EXERCISE DESCRIPTION: Reading the records below, count the lines in which the string "pole" appears; write the number only.

DATA EXTRACT:
- Opening Delimiter -

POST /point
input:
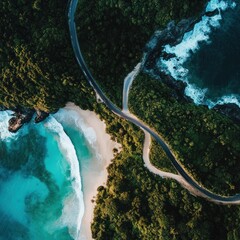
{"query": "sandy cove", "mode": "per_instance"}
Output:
(96, 174)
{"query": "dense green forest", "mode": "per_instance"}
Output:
(38, 70)
(206, 142)
(38, 67)
(113, 34)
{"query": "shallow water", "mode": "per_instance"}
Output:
(208, 57)
(215, 66)
(40, 183)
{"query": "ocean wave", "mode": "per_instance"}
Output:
(191, 44)
(72, 118)
(73, 206)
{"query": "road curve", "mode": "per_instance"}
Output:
(75, 44)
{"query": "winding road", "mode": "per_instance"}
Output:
(192, 184)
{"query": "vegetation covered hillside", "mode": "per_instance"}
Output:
(113, 34)
(38, 68)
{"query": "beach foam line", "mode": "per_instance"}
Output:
(190, 44)
(5, 135)
(73, 206)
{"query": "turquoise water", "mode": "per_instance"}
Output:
(40, 182)
(208, 57)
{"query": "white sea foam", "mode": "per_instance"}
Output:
(72, 118)
(190, 44)
(73, 206)
(5, 135)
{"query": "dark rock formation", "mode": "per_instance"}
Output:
(21, 116)
(41, 116)
(212, 13)
(2, 108)
(231, 110)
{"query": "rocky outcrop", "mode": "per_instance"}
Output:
(21, 116)
(24, 115)
(41, 116)
(231, 110)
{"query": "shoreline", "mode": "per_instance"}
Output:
(96, 175)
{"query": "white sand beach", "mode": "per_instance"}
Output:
(96, 174)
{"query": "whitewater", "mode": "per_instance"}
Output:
(192, 42)
(41, 191)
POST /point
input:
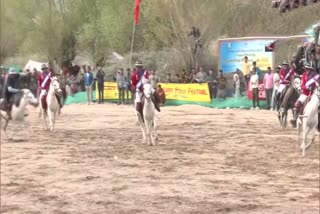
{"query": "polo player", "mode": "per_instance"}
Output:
(308, 84)
(286, 74)
(142, 77)
(44, 82)
(9, 90)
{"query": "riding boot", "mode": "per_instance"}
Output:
(156, 101)
(139, 108)
(296, 113)
(278, 101)
(8, 110)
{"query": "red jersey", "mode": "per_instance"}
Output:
(137, 78)
(44, 80)
(285, 76)
(308, 82)
(134, 81)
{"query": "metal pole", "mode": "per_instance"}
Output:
(133, 33)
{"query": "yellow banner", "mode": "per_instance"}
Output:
(187, 92)
(110, 91)
(193, 92)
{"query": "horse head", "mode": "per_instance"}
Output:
(147, 91)
(55, 85)
(296, 83)
(29, 97)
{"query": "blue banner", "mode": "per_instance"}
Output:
(232, 54)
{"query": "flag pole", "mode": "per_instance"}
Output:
(133, 33)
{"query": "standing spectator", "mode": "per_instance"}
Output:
(121, 83)
(222, 82)
(161, 94)
(168, 79)
(246, 69)
(81, 83)
(193, 74)
(236, 80)
(134, 82)
(258, 70)
(201, 77)
(268, 86)
(254, 81)
(2, 72)
(184, 77)
(178, 79)
(88, 82)
(210, 79)
(128, 85)
(154, 79)
(100, 79)
(276, 83)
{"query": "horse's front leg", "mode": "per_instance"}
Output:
(53, 121)
(154, 130)
(6, 122)
(148, 129)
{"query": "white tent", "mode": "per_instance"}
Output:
(33, 64)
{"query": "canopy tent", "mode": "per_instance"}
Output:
(31, 65)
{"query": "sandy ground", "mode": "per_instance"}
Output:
(208, 161)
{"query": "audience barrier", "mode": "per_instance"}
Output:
(178, 94)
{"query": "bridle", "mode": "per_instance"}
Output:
(56, 90)
(296, 88)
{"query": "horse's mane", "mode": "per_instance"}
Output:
(17, 98)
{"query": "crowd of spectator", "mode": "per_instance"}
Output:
(217, 82)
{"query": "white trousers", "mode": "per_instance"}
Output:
(281, 87)
(302, 98)
(139, 95)
(43, 92)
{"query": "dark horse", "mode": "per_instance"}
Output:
(291, 94)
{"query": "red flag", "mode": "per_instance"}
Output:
(136, 11)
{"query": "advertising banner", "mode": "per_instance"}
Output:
(262, 93)
(187, 92)
(183, 92)
(232, 53)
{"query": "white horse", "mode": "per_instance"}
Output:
(148, 123)
(53, 106)
(309, 120)
(20, 101)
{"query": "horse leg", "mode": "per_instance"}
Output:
(6, 122)
(154, 130)
(147, 125)
(45, 120)
(299, 125)
(53, 121)
(50, 119)
(305, 133)
(142, 126)
(311, 140)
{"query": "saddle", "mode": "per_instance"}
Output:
(283, 93)
(155, 99)
(45, 104)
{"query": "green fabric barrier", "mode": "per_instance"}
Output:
(241, 102)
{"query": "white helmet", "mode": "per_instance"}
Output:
(13, 71)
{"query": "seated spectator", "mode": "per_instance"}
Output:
(168, 79)
(161, 94)
(236, 84)
(178, 79)
(184, 77)
(201, 77)
(210, 79)
(192, 78)
(222, 82)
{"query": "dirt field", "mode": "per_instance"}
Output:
(208, 161)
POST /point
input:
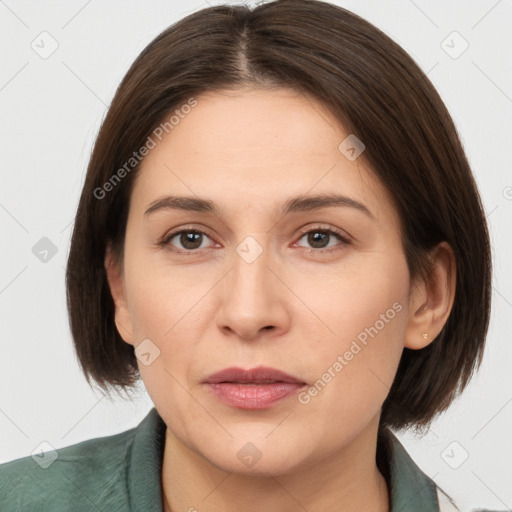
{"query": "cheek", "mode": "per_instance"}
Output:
(364, 315)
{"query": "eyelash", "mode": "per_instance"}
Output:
(166, 242)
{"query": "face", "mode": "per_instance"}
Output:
(320, 292)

- Closing Delimiter -

WORKED SOLUTION: 2